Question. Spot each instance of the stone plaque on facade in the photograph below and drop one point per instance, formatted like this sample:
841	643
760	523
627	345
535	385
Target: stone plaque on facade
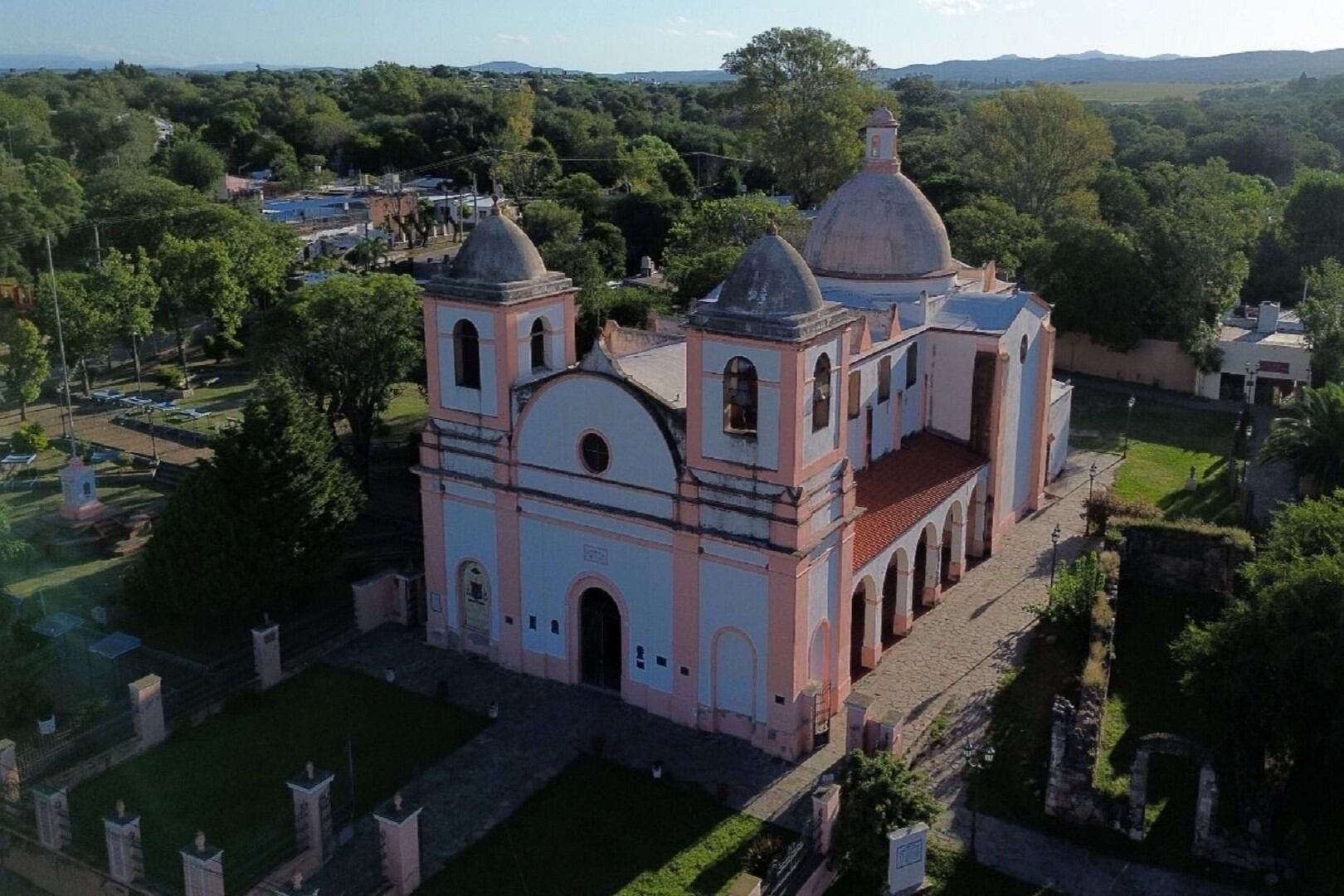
476	605
906	859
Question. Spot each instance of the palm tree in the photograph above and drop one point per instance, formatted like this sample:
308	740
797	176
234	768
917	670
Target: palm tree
1312	438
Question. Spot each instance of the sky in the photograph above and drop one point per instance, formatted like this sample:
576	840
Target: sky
605	35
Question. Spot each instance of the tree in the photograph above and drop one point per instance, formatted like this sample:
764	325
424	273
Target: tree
260	525
1322	319
546	221
1264	681
878	796
26	367
1315	217
988	229
707	240
1311	437
802	100
84	319
197	277
127	289
347	342
1196	236
195	164
1034	147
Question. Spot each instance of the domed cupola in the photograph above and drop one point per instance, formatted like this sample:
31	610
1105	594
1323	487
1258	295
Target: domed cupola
769	293
878	226
499	264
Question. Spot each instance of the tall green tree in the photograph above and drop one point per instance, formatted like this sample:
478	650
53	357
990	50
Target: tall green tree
1311	437
878	794
802	99
84	320
1322	319
1034	147
260	525
347	342
988	229
197	277
1265	680
128	292
24	368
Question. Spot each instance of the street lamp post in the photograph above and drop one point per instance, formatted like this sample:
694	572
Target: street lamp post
977	759
1054	553
1129	416
1092	480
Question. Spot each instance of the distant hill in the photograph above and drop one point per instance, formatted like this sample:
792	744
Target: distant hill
1264	65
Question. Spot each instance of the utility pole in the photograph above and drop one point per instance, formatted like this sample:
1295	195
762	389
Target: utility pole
61	342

» **ASSIGNMENT**
Among the records, find the lines that contain "sample" and copy each of them.

» **ANSWER TO THIS TASK**
Question. Spot each instance of the stone plaque on facade in the photograph below and drop one point per instance, formatted like this sample:
Question. Spot each instance of the palm tree in the photograph above and drop one point per instance, formatted like this sample:
Question. Spot each instance of the sky in the photograph above and drop one point per instance, formatted like this sample:
Question. Spot each instance of the tree in the photograph above and drop one point per instance, formatted like this sample:
Question. Spot each instance of the domed cupola in the photograph above and drop one point per instance, formatted like this sample:
Question. Spot each instance of the tall green tree in the photograph above and drop one point per instance, formatted like this sample:
Question. Spot each instance of the street lamp post in the photograph above and drop one point per instance, formatted like this sample:
Question. Spot each instance of the distant hill in the photograph above and drop one point per instance, formatted like this sample:
Question. Spot each instance of the utility pole in the photograph above and drop one point per instance, formatted like this sample:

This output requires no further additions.